**Estratto della pagina**:
▽

L'annuncio del «regno» e la pretesa del «segno»

Il riferimento esplicito alla storia del profeta Giona appare in tre contesti: Mt 12,38-42, il suo parallelo di Lc 11,29-32 e Mt 16,1-4. E’ interessante notare come la prospettiva entro la quale va interpretato il motivo di Giona è posta tra l'annuncio del «regno» e la richiesta del «segno». Nella sezione matteana dei miracoli (cf. Mt 8-9) si presentano personaggi che ricevono segni: il lebbroso (Mt 8,3), la suocera di Pietro (Mt 8,14-15), la tempesta sedata (Mt 8,23-27), i due indemoniati liberati (Mt 8,28-34), la bambina di Giairo e l'emorroissa (Mt 9,18-26), i due ciechi (Mt 9,27-31), l'indemoniato muto (Mt 9,32-34) e altri che credono senza il bisogno di vedere segni: il centurione (Mt 8.5-13), il paralitico (Mt 9,1-8). Di fronte alla fede del centurione che non chiede un segno, ma crede sull’autorità della parola, Gesù afferma:

In verità io vi dico, in Israele non ho trovato nessuno con una fede cosi grande! Ora vi dico che molti verranno dall'oriente e dall'occidente e siederanno a mensa con Abramo, Isacco e Giacobbe nel regno dei cieli, mentre i figli del regno saranno cacciati fuori, nelle tenebre, dove sarà pianto e stridore di denti (Mt 8,10-12).

Questo riferimento e collegato all'incredulità (4) intorno alla figura messianica di Gesù e all'annuncio del regno. Nel primo vangelo la concezione della fede e subordinata all'accoglienza della persona del Cristo (cf. Mt 14,53-58) e del regno, che si manifesta mediante la predicazione accompagnata da segni prodigiosi. Si schiude cosi la prospettiva che caratterizza la seconda parte del ministero pubblico di Gesù e che si collega con uno dei temi teologici del libro di Giona: l'universalismo della salvezza. Considerando il messaggio dei tre sinottici, di fronte alla richiesta di «segni» Gesù sembra dare due risposte diverse. Secondo la narrazione marciana il Signore nega risolutamente ogni segno della sua autorità divina (cf. Mc 8,11-12). Nell'economia della presentazione cristologica di Marco, la negazione del segno appare coerente con la struttura progressiva e rivelativa del vangelo, che chiama alla fede mediante la rivelazione della persona del Cristo (cf. Mc 8,27-30) e al discepolato mediante la sequela della croce (cf. Mc 8,31-38). La concessione di un segno, che non appare nella tradizione marciana, viene invece introdotta negli altri due sinottici, per bocca dello stesso Gesù, che reinterpreta la storia di Giona come enigmatico annuncio del proprio destino.

△

**Compito assegnato 1**:
Nell'estratto sul segno di Giona, perché il rifiuto di ogni segno nel vangelo di Marco risulta coerente? Spiegalo in una, due o tre frasi.
**Compito assegnato 2**:
Riporta tale e quale il passo dell'estratto sul segno di Giona, cominciando da «In verità io» e arrivando fino a «denti (Mt 8,10-12).».
Per rispondere basati soltanto sull'estratto sul segno di Giona.

**Dati forniti**:
▽

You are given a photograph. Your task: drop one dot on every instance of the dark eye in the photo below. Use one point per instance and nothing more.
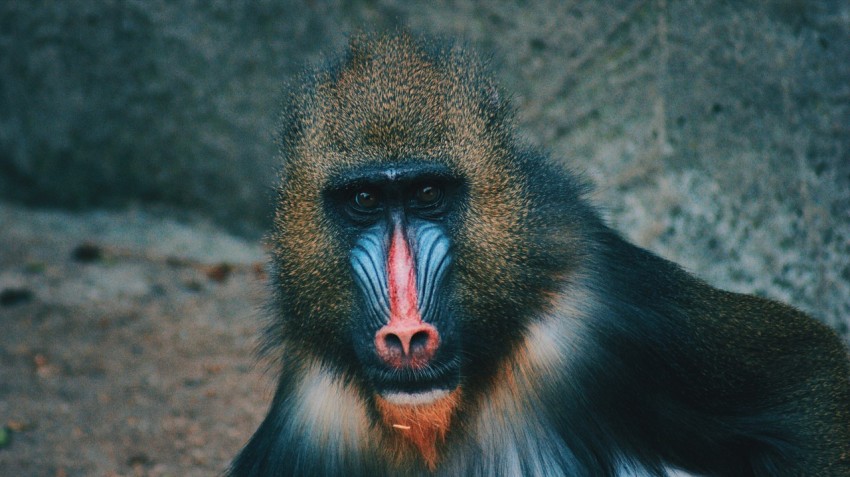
(365, 200)
(428, 195)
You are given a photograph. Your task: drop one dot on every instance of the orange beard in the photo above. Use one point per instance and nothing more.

△

**Soluzione 1**:
Nel modo in cui Marco presenta Cristo, il vangelo ha una struttura progressiva e rivelativa. Chiama alla fede attraverso la rivelazione della persona del Cristo (Mc 8,27-30) e al discepolato attraverso la sequela della croce (Mc 8,31-38). Negare il segno si accorda con questa struttura.

**Soluzione 2**:
In verità io vi dico, in Israele non ho trovato nessuno con una fede cosi grande! Ora vi dico che molti verranno dall'oriente e dall'occidente e siederanno a mensa con Abramo, Isacco e Giacobbe nel regno dei cieli, mentre i figli del regno saranno cacciati fuori, nelle tenebre, dove sarà pianto e stridore di denti (Mt 8,10-12).